- KUTIPAN:
++++++++

Tujuan Pelayanan Sekunder

Merupakan nilai-nilai yang diperlukan oleh perusahaan untuk mencapai tujuan primer. Namun secara umum, tujuan perusahaan dapat berupa :

a. Mencapai keuntungan maksimal

b. Mempertahankan kelangsungan hidup

c. Mengejar pertumbuhan

d. Menampung tenaga kerja

 

Tujuan jangka panjang (Long Term Objective)

Tujuan jangka panjang didefinisikan sebagai hasil yang dicoba untuk dicapai oleh perusahaan selama periode waktu tertentu, biasanya lima tahun. tujuan jangka panjang lainnya, seharusnya dapat diterima, fleksibel, terukur seiring berjalannya waktu , memotivasi, sesuai, dapat dipahami, dan dapat dicapai.

++++++++

- Data anotasi titik:
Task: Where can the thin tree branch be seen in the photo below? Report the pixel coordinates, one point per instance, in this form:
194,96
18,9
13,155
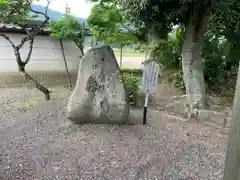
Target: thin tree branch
29,52
8,39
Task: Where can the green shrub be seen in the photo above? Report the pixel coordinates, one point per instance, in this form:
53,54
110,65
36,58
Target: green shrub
131,83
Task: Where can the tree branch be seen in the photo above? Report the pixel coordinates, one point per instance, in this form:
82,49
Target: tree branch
9,40
29,52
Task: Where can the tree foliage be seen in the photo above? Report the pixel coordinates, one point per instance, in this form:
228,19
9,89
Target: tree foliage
68,27
16,12
107,24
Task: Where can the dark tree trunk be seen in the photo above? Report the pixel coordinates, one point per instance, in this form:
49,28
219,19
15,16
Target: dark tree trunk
66,66
121,52
232,164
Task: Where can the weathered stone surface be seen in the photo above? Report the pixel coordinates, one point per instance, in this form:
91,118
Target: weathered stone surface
99,95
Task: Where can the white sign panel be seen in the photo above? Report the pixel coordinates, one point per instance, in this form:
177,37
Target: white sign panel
150,75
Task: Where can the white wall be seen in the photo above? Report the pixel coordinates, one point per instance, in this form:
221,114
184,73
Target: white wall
46,55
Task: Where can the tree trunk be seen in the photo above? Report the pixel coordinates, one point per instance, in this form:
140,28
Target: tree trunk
37,85
121,56
232,165
192,63
66,66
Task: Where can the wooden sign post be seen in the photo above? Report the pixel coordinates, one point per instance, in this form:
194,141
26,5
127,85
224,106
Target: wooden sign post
149,82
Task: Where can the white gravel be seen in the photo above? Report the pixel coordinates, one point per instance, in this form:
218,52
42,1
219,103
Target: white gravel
42,144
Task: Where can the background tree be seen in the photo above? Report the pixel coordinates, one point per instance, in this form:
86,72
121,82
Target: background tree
108,26
193,17
68,27
16,12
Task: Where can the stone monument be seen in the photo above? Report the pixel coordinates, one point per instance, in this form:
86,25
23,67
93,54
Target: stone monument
99,96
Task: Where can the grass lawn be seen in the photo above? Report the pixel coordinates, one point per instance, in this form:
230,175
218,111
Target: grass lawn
130,54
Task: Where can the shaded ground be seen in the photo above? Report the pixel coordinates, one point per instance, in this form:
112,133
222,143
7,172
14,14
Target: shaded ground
40,143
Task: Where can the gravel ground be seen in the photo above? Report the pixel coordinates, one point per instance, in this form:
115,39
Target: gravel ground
40,143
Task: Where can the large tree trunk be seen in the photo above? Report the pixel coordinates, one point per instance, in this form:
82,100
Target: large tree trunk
232,165
192,62
66,66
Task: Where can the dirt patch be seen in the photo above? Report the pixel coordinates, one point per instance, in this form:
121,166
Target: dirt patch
43,144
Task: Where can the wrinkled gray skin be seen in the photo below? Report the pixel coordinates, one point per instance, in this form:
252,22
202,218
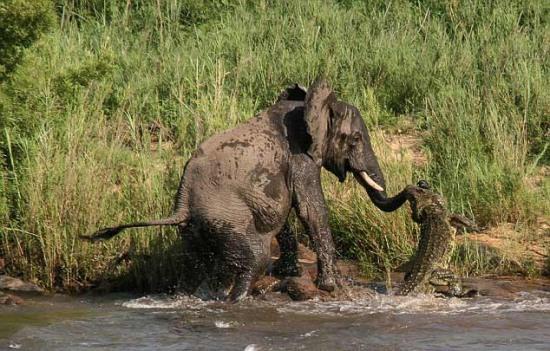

++++++++

- SOAL SINGKAT 1:
Tambahkan 139 pada setiap koordinat jawaban (bukan contoh format dalam permintaan) di semua baris data latihan, mulai dari baris yang memuat "Task: Where can the dirt" sampai akhir data. Tulis ulang semua baris itu beserta permintaannya, tanpa gambar.
- SOAL SINGKAT 2:
Tulis lanjutan kutipan tentang tujuan perusahaan mulai setelah kalimat terakhirnya.
Baris-baris data ini tidak berhubungan dengan kutipan.

- HASIL 1:
Task: Where can the dirt patch be seen in the photo above? Report the pixel coordinates, one point per instance, in this form:
121,166
Target: dirt patch
182,283
Task: Where can the wrinkled gray skin be seen in the photo below? Report the pixel coordinates, one point per instance, in this form:
252,22
202,218

- HASIL 2:
Strategi utama didefinisikan sebagai pendekatan komprehensif yang mengarahkan tindakan-tindakan utama yang dirancang untuk mencapai tujuan jangka panjang. Lima Belas pilihan strategi utama yang dibahas : pertumbuhan terkonsentrasi, pengembangan pasar, pengembangan produk, inovasi, integrasi horizontal, integrasi vartikal, diversifikasi konsentris, diversifikasi konglomerasi, putar haluan, divestasi, likuidasi, kepailitan, usaha patungan, aliansi strategis, dan konsorsium.

 

Category of Long Term Objective (Kategori umum Long Term Objective)

Kategori umum untuk tujuan jangka panjang bisnis meliputi :

Profitability (Profitabilitas)

Kemampuan dari suatu perusahaan untuk beroperasi dalam jangka panjang bergantung pada tingkat laba yang memadai. Perusahaan yang dikelola secara strategis pada umumnya memiliki tujuan laba, yang dinyatakan dalam bentuk laba persaham.

    employee development (Pengembangan Karyawan)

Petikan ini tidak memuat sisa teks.